■ TASK DESCRIPTION: Reproduce each of the following lines verbatim, without altering any character.

>> start SUPPLIED RECORDS

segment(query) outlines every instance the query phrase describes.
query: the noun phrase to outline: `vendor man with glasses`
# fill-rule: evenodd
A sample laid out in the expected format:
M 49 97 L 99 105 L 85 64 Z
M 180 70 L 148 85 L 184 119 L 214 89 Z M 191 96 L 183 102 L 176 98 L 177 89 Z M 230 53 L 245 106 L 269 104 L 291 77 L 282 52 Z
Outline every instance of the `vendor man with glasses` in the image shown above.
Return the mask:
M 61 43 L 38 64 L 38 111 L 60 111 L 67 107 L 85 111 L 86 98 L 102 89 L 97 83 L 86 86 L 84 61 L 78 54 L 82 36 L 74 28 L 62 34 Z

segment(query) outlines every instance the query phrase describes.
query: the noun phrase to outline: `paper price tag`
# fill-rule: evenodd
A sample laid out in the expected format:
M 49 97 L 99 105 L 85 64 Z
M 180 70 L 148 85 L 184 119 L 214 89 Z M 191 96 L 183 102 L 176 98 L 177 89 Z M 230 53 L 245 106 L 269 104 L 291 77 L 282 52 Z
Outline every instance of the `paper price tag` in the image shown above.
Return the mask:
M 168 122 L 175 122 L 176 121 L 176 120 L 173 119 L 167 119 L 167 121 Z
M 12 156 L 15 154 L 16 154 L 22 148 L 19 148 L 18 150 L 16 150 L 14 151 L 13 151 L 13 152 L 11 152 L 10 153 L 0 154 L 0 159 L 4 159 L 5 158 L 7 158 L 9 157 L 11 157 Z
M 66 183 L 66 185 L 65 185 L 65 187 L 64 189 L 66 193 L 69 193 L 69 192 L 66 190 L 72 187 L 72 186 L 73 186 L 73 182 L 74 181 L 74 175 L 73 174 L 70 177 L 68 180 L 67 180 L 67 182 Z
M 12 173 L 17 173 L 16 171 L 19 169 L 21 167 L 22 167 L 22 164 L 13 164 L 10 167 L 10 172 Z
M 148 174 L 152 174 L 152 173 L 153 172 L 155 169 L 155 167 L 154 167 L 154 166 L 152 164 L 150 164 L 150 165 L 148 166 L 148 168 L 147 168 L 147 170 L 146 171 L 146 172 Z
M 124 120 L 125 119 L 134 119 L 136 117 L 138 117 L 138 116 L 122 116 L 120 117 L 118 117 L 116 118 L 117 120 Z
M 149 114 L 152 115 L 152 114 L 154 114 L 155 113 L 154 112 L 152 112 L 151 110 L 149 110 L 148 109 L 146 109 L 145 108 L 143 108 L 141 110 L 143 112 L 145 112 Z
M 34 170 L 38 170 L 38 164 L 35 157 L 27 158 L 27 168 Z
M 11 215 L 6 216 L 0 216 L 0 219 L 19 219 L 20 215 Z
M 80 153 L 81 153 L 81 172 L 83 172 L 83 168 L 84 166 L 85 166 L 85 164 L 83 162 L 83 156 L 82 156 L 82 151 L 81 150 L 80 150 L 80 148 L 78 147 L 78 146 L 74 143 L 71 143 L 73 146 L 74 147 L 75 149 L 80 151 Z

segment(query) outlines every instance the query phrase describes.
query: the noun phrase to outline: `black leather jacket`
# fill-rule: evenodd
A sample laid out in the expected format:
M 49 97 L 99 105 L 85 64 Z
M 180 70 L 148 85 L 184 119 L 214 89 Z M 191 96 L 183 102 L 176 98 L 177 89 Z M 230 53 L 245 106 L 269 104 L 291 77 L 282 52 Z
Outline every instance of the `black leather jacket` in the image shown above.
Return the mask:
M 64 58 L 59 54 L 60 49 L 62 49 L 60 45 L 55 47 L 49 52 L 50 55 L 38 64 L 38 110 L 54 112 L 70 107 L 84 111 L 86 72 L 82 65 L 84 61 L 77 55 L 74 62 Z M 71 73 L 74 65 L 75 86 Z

>> end SUPPLIED RECORDS

■ FULL ANSWER:
segment(query) outlines every instance the query phrase describes.
query: the noun phrase to outline: `vendor man with glasses`
# fill-rule: evenodd
A sample laid out in the expected format:
M 49 97 L 99 105 L 85 64 Z
M 180 70 L 148 85 L 184 119 L 214 89 Z M 191 96 L 183 102 L 176 98 L 177 89 Z M 230 53 L 245 106 L 269 104 L 291 77 L 282 52 Z
Outline every instance of the `vendor man with glasses` in the image shown above.
Return the mask:
M 61 43 L 38 64 L 38 111 L 60 111 L 67 107 L 85 111 L 86 98 L 102 89 L 97 83 L 86 86 L 84 61 L 78 54 L 82 36 L 74 28 L 62 34 Z

segment(query) outlines every instance the query phrase describes.
query: the noun phrase to outline: `paper price tag`
# fill-rule: evenodd
A sample laid out in the expected format:
M 49 97 L 99 105 L 85 64 Z
M 180 70 L 148 85 L 184 119 L 214 89 Z M 191 96 L 183 102 L 176 98 L 177 89 Z M 230 53 L 245 106 L 269 104 L 291 77 L 282 52 Z
Outline every instance of the `paper price tag` in the image shown above.
Return the mask:
M 168 122 L 175 122 L 176 121 L 176 120 L 173 119 L 167 119 L 167 121 Z
M 12 156 L 15 154 L 16 154 L 22 148 L 19 148 L 18 150 L 16 150 L 14 151 L 13 151 L 13 152 L 11 152 L 10 153 L 0 154 L 0 159 L 4 159 L 5 158 L 7 158 L 9 157 L 11 157 Z
M 66 183 L 66 185 L 65 185 L 65 187 L 64 189 L 66 193 L 69 193 L 69 192 L 66 190 L 72 187 L 72 186 L 73 186 L 73 182 L 74 181 L 74 175 L 73 174 L 70 177 L 68 180 L 67 180 L 67 182 Z
M 12 173 L 17 173 L 16 171 L 19 169 L 21 167 L 22 167 L 22 164 L 13 164 L 10 167 L 10 172 Z
M 148 174 L 152 174 L 152 173 L 153 172 L 155 169 L 155 167 L 154 167 L 154 166 L 152 164 L 150 164 L 150 165 L 148 166 L 148 168 L 147 168 L 147 170 L 146 171 L 146 172 Z
M 124 120 L 125 119 L 134 119 L 136 117 L 138 117 L 138 116 L 122 116 L 120 117 L 118 117 L 116 118 L 117 120 Z
M 149 114 L 152 115 L 152 114 L 154 114 L 155 113 L 154 112 L 152 112 L 151 110 L 149 110 L 148 109 L 146 109 L 145 108 L 143 108 L 141 110 L 143 112 L 145 112 Z
M 34 170 L 38 170 L 38 164 L 35 157 L 27 158 L 27 168 Z
M 11 215 L 6 216 L 0 216 L 0 219 L 19 219 L 20 215 Z
M 80 153 L 81 153 L 81 172 L 83 172 L 83 168 L 84 166 L 85 166 L 85 164 L 83 162 L 83 156 L 82 156 L 82 151 L 81 150 L 80 150 L 80 148 L 78 147 L 78 146 L 74 143 L 71 143 L 73 146 L 74 147 L 75 149 L 80 151 Z

segment(query) outlines every instance the query phrase describes.
query: the noun phrase to outline: `black leather jacket`
# fill-rule: evenodd
A sample laid out in the expected format:
M 49 97 L 99 105 L 85 64 Z
M 180 70 L 148 85 L 184 119 L 214 89 Z M 191 96 L 183 102 L 176 98 L 177 89 Z M 230 53 L 245 106 L 269 104 L 291 77 L 282 52 Z
Outline every instance of the `black leather jacket` in the image shown above.
Return the mask:
M 64 58 L 59 54 L 60 49 L 62 49 L 60 45 L 55 47 L 49 52 L 50 55 L 38 64 L 38 110 L 54 112 L 70 107 L 84 111 L 86 72 L 82 65 L 84 61 L 77 55 L 74 62 Z M 71 73 L 74 65 L 75 86 Z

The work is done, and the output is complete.